[Start of Attachment]

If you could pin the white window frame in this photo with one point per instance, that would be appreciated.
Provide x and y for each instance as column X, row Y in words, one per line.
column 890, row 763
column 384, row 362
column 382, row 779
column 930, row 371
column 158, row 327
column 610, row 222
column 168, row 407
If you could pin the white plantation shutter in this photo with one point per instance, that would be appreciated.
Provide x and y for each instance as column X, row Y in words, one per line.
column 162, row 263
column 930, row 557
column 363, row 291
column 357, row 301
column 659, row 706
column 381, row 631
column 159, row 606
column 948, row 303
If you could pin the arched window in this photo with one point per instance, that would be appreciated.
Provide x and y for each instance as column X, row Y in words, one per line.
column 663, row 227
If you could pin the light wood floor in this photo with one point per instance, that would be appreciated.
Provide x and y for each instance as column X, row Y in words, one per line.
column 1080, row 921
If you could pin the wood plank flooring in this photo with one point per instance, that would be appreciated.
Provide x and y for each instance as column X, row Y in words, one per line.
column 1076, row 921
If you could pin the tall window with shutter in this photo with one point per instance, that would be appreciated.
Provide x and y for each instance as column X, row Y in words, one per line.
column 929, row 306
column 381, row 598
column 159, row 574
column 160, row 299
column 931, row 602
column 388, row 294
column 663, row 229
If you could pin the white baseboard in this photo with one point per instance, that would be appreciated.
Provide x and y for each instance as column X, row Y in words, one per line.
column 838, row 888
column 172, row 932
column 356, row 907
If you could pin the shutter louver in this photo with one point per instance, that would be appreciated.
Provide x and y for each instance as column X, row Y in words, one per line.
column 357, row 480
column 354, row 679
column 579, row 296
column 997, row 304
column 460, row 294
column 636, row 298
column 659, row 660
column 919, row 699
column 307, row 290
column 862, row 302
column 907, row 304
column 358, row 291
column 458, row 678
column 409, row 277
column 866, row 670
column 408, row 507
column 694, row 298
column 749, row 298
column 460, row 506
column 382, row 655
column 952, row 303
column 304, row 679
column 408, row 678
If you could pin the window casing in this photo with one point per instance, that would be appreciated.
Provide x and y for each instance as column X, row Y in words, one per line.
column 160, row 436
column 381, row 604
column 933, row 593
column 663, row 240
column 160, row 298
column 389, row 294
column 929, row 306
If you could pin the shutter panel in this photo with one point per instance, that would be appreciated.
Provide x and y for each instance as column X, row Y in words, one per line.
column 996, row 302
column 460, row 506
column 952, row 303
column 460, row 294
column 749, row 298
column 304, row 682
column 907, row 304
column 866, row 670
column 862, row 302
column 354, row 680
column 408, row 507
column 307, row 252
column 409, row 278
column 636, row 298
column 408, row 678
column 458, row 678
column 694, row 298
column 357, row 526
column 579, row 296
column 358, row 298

[End of Attachment]

WHAT IS NEEDED — From the start of the data to the line that holds "If you could pin the white plantation", retype each line exactly, with both ends included.

SOLUTION —
If you could pin the white window frame in this photo with one point per instance, that would be appreciated.
Provide x and y for each instance as column X, row Y in words, one per line.
column 890, row 763
column 384, row 362
column 382, row 779
column 930, row 371
column 158, row 327
column 610, row 222
column 168, row 407
If you could pin the white plantation shutter in this photo with one point per instance, that would be appreciated.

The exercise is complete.